··· Source records

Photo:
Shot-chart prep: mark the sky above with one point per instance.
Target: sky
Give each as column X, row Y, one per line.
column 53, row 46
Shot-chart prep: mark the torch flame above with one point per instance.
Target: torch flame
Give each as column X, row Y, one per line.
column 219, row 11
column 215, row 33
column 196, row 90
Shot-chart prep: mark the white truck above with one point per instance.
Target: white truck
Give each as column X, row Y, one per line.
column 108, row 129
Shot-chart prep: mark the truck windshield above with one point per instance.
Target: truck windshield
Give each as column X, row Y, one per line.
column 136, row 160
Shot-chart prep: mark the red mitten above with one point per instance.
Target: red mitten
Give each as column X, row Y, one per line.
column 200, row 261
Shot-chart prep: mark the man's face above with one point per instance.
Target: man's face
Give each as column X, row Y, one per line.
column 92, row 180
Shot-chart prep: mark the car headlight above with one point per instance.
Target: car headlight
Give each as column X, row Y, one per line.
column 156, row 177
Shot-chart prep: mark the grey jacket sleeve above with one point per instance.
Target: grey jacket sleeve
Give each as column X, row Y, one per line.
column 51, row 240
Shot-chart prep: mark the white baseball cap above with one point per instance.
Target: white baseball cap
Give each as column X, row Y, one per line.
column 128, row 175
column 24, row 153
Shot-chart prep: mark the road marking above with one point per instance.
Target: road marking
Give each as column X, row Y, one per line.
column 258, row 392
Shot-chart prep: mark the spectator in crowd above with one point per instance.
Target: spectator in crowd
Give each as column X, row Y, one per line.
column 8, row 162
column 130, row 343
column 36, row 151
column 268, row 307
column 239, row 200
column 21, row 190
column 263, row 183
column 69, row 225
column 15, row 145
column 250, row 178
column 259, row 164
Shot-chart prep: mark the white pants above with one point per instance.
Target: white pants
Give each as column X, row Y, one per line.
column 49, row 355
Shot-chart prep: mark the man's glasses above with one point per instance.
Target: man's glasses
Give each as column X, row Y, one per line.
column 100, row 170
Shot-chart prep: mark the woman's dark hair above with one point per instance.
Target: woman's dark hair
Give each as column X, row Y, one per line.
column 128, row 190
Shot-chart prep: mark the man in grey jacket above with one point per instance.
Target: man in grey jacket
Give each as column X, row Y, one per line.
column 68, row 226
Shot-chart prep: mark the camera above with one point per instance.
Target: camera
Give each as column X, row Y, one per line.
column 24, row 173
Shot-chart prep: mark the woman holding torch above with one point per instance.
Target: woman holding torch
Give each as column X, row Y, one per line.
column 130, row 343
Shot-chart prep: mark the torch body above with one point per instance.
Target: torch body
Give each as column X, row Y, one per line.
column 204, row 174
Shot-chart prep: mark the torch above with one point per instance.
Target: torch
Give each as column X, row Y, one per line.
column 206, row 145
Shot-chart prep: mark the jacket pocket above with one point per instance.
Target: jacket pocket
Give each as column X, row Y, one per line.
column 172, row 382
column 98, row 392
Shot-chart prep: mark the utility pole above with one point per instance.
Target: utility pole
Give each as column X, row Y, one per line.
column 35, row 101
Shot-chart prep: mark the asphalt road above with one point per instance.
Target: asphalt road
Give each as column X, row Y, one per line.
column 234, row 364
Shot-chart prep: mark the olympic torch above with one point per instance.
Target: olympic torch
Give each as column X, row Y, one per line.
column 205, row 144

······

## To be done
Please copy all of the records above exactly, line for line.

## Response below
Photo:
Shot-chart prep: mark the sky above with one point per instance.
Target: sky
Give each as column X, row Y, one per line.
column 53, row 46
Shot-chart prep: mark the torch flame above with one point per instance.
Target: torch flame
Give each as column X, row Y, one per line.
column 219, row 11
column 215, row 33
column 196, row 90
Shot-chart prep: mark the white truck above with one point per instance.
Target: white truck
Give each as column X, row Y, one per line.
column 108, row 129
Shot-chart prep: mark the truck windshield above with one point per instance.
Target: truck windshield
Give each as column X, row Y, one per line.
column 136, row 160
Shot-chart prep: mark the red mitten above with one point per instance.
Target: red mitten
Give each as column X, row Y, one per line.
column 200, row 261
Shot-chart prep: mark the man's face above with one point per instance.
Target: man's face
Give each as column X, row Y, one per line.
column 92, row 180
Shot-chart prep: mark the car headlight above with one point per instance.
Target: car headlight
Give each as column X, row Y, one per line.
column 156, row 177
Shot-chart prep: mark the grey jacket sleeve above with one point per instance.
Target: grey jacket sleeve
Give each as column X, row Y, one per line.
column 51, row 240
Shot-chart prep: mark the white baseball cap above with one point per instance.
Target: white baseball cap
Give each as column X, row Y, one per line.
column 128, row 175
column 24, row 153
Shot-chart prep: mark the road marking above with one point per instance.
Target: road marking
Give each as column X, row Y, one per line.
column 258, row 392
Shot-chart prep: mark the spectator in crowd above with one point per instance.
Target: spectator in crowd
Give each as column X, row Y, one per line.
column 8, row 162
column 130, row 343
column 36, row 151
column 268, row 307
column 239, row 200
column 21, row 190
column 263, row 183
column 69, row 225
column 15, row 145
column 250, row 178
column 259, row 164
Shot-chart prep: mark the white pants above with one point per instance.
Target: white pants
Give each as column X, row Y, one per line.
column 49, row 355
Shot-chart prep: mark the man's glasses above with one point per instance.
Target: man's glasses
Give each as column X, row Y, one per line.
column 100, row 170
Shot-chart prep: mark the woman's dark hair above with one point per instance.
Target: woman's dark hair
Give each as column X, row Y, one per line.
column 128, row 190
Shot-chart prep: mark the man in grey jacket above with one point per instance.
Target: man in grey jacket
Give each as column X, row Y, one per line.
column 68, row 226
Shot-chart prep: mark the camera above with one point per instance.
Target: camera
Give each as column X, row Y, one per line.
column 24, row 173
Shot-chart prep: mark the woman holding torch above with one point per instance.
Target: woman holding torch
Give each as column X, row Y, one per line.
column 130, row 343
Shot-chart prep: mark the torch body above with one point per instance.
Target: torch body
Give each as column X, row Y, one per line.
column 204, row 174
Shot-chart prep: mark the torch above with one point per instance.
Target: torch
Give each as column X, row Y, one per line.
column 206, row 145
Shot-chart prep: mark the jacket pocket above with one point per instance.
Target: jacket pocket
Give each as column X, row Y, one per line.
column 172, row 382
column 98, row 392
Shot-chart prep: mark the utility pole above with one point per instance.
Target: utility pole
Give each as column X, row Y, one per line.
column 35, row 101
Shot-chart prep: mark the asphalt road above with one point per instance.
Target: asphalt road
Give each as column X, row Y, one per line.
column 234, row 364
Shot-chart prep: mark the olympic torch above with one point per instance.
Target: olympic torch
Give each as column X, row Y, one per line.
column 205, row 144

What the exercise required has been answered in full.